Begin SOURCE DATA
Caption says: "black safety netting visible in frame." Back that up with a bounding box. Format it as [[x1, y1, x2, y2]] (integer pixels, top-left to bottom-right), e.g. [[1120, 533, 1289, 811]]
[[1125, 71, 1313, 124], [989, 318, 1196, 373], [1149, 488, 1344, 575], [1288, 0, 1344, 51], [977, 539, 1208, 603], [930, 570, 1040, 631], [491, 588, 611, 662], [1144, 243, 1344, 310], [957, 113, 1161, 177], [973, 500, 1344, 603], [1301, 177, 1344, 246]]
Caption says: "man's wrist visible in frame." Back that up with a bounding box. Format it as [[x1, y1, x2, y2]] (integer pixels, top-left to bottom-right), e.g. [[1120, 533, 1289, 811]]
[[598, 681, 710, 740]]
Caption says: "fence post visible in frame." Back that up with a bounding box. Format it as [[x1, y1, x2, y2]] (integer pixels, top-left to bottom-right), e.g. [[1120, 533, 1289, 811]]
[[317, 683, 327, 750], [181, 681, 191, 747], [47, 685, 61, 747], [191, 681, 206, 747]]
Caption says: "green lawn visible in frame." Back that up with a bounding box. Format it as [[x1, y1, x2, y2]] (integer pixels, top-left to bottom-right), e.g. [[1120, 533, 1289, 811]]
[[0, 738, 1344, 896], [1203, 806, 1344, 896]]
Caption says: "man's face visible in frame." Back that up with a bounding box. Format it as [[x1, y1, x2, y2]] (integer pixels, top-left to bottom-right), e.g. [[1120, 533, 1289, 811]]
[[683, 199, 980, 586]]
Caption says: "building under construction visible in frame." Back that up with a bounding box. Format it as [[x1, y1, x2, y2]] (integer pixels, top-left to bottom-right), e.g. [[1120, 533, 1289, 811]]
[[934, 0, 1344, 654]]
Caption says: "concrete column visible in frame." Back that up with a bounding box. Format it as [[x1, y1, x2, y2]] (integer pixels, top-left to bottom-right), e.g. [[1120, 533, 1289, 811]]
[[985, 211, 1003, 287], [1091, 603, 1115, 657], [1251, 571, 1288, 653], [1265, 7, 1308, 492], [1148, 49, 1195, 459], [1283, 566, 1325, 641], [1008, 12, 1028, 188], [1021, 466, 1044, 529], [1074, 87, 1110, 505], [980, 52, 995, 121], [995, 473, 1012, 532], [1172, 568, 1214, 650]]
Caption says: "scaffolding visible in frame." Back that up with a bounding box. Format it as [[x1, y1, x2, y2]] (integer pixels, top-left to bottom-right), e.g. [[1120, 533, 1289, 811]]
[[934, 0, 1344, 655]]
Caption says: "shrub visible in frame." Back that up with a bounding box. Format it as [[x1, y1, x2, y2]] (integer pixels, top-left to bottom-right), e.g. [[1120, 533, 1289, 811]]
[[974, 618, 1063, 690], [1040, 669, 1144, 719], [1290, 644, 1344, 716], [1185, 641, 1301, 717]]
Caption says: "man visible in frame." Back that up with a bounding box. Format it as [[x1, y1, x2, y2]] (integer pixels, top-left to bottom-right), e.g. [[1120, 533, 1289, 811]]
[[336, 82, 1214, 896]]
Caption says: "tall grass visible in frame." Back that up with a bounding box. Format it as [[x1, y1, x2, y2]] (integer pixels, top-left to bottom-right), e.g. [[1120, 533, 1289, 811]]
End SOURCE DATA
◆ WHAT YOU NEED TO DO ◆
Count how many lines of the records contain the string "post", with case counting. Reply with the number alone.

◆ SOLUTION TO THE EXERCISE ◆
1